* やること
[a] 本文の抜粋のうち、「Some Were Born」から「めて、笑顔を作っているのだ。」までを、両端の語句も含めて一字一句変えずに書き写してください。
[b] リストの「on the iridescent」を含む行から「x=451, y=151」を含む行まで(両端の行も含む)だけを、列名「テキスト」と「結果」の2列CSVにしてください。1件を1行とし、文とその答えをそれぞれ引用符で囲んだ1つのフィールドに入れ、改行はスペースに置き換えてください。

* 本文の抜粋
========
Some Were Born To Sing The Blues

Saxとジャズ、ピアノとブルース、ドラムとロックが好きなオッサンの日々の呟き

現実からの逃避

日々、なんの屈託もなく、悩みも辛みも抱えずに生きている人というのは、そういないと思う。
大なり小なり、誰もが辛さや苦しさ、要するにストレスだ、を持って、それと折り合いをつけながら、毎日を過ごしている。
笑顔を絶やさずにいつでも陽気に見える人だって、表立って言えない悲しさを秘めて、笑顔を作っているのだ。

俺自身、札幌に来てからそれ程大きいストレスや悩みを抱えた事がある訳じゃないが、それでも多少なりともストレスはある。そのストレスの大半はやはり仕事や仕事に絡む人間関係など。
また、プライベートの人間関係が拗れた時が一番きつい。これは経験ある方は頷いて貰えるかと思う。特に一緒に生活を共にしていた人間との生活が破綻を迎えた時なぞ、ちょっと洒落では済まない。
全てを投げ捨てて逃げ出したくなったりする(経験談である)。

先の話は本当に洒落じゃ済まないので、これ以上言及はしないでおく。仕事に限定して言えば、過去に本当につらくて逃げ出したかった事が二度程あった。
一回はまだ20代の頃。当時、まだ技術者としては半人前で(今でも俺は三流システムエンジニアなのだが)、仕事も碌にこなせなかった。にもかかわらず、現場に一人前として送り込まれた。
例えて言うなら、カレーと野菜炒めしか作れない調理人見習いが、中華料理が出来る触れ込みでレストランに雇われたようなものだ。現場に入れば、すぐに他の技術者からは実力がばれる。それでも辞める訳にもいかないので、必死で仕事をこなしたが、本当に結果は酷いものだった。
========
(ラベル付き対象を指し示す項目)
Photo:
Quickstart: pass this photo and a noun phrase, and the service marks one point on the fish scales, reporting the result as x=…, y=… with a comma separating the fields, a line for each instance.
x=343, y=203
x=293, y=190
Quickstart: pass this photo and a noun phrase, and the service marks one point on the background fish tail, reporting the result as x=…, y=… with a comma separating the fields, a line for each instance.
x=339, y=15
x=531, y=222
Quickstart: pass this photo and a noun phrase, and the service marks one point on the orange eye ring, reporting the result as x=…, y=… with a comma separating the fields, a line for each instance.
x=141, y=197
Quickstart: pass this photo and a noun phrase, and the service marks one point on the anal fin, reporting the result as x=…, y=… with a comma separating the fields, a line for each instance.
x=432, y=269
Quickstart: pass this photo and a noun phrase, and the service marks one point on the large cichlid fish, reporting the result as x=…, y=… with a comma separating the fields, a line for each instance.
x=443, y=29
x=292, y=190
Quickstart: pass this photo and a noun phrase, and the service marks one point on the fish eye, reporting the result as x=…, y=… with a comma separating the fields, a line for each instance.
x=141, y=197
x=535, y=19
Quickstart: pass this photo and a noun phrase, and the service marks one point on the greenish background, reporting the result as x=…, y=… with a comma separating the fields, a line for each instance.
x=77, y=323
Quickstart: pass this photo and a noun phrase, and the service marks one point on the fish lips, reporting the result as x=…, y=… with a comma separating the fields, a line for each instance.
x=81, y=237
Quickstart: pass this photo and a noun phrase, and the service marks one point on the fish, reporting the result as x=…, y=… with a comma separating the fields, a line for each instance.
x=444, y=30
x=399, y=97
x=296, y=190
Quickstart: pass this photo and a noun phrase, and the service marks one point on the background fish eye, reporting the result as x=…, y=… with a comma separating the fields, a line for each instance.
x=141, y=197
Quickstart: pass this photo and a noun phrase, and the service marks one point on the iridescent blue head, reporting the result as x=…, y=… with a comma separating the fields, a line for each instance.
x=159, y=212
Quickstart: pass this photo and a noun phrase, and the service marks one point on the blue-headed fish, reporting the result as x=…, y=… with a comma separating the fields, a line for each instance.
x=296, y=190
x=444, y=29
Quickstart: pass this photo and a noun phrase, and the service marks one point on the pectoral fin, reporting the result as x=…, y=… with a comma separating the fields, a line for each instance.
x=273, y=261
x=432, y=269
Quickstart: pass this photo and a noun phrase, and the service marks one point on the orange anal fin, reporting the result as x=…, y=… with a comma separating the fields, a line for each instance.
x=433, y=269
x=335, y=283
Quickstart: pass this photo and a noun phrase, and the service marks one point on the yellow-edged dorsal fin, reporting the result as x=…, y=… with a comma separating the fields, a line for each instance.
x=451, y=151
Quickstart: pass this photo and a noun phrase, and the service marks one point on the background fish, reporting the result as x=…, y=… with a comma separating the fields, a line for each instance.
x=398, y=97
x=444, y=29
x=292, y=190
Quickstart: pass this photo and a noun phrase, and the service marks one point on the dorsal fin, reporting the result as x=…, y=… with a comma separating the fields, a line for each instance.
========
* 解答
[a]
Some Were Born To Sing The Blues

Saxとジャズ、ピアノとブルース、ドラムとロックが好きなオッサンの日々の呟き

現実からの逃避

日々、なんの屈託もなく、悩みも辛みも抱えずに生きている人というのは、そういないと思う。
大なり小なり、誰もが辛さや苦しさ、要するにストレスだ、を持って、それと折り合いをつけながら、毎日を過ごしている。
笑顔を絶やさずにいつでも陽気に見える人だって、表立って言えない悲しさを秘めて、笑顔を作っているのだ。

[b]
テキスト,結果
"Quickstart: pass this photo and a noun phrase, and the service marks one point on the iridescent blue head, reporting the result as x=…, y=… with a comma separating the fields, a line for each instance.","x=159, y=212"
"Quickstart: pass this photo and a noun phrase, and the service marks one point on the blue-headed fish, reporting the result as x=…, y=… with a comma separating the fields, a line for each instance.","x=296, y=190 x=444, y=29"
"Quickstart: pass this photo and a noun phrase, and the service marks one point on the pectoral fin, reporting the result as x=…, y=… with a comma separating the fields, a line for each instance.","x=273, y=261 x=432, y=269"
"Quickstart: pass this photo and a noun phrase, and the service marks one point on the orange anal fin, reporting the result as x=…, y=… with a comma separating the fields, a line for each instance.","x=433, y=269 x=335, y=283"
"Quickstart: pass this photo and a noun phrase, and the service marks one point on the yellow-edged dorsal fin, reporting the result as x=…, y=… with a comma separating the fields, a line for each instance.","x=451, y=151"